- Work task
Read the data, and whenever a line holds the word "wooden", report that line.

- Exercise materials
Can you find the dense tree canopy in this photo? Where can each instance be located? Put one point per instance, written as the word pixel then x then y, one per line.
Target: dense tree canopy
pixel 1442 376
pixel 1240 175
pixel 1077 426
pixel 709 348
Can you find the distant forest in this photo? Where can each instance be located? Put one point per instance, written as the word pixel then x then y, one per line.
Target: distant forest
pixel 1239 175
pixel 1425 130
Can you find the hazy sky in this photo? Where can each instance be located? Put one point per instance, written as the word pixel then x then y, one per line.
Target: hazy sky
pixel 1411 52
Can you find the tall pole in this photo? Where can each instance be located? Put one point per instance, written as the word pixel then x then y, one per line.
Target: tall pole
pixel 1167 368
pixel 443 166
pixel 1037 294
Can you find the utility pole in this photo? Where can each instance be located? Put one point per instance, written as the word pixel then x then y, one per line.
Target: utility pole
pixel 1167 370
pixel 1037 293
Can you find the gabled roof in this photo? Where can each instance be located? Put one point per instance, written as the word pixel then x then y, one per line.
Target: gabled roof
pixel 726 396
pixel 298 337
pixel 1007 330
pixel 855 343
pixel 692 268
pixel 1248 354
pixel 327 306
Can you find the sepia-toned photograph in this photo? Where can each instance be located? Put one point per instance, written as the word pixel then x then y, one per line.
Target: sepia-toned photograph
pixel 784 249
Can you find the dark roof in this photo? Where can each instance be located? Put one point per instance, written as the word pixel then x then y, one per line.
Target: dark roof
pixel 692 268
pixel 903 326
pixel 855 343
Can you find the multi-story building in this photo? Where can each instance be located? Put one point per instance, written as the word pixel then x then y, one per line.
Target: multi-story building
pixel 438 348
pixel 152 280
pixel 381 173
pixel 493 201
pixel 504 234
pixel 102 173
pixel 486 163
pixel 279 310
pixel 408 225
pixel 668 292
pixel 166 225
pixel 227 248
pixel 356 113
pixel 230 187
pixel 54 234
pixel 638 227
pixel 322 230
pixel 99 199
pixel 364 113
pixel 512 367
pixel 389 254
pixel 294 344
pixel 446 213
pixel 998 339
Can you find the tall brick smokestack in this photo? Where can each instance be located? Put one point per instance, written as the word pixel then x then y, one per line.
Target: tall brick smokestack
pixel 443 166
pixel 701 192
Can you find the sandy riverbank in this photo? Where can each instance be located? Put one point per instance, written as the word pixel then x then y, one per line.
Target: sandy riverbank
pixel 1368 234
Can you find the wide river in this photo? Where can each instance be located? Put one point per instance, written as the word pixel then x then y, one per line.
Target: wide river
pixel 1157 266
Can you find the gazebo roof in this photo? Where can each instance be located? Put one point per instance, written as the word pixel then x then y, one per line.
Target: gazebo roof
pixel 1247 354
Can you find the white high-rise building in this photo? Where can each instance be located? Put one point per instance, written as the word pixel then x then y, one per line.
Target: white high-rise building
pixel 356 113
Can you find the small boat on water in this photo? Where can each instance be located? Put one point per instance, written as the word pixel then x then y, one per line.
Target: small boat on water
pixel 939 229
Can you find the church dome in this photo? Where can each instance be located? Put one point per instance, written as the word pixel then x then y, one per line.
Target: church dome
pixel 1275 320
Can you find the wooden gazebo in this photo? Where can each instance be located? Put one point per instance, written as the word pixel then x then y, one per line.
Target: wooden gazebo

- Problem solution
Can you find the wooden gazebo in this photo? Where can each instance be located? Put one point per instance, written as the word pixel then x then y, one per line.
Target: wooden gazebo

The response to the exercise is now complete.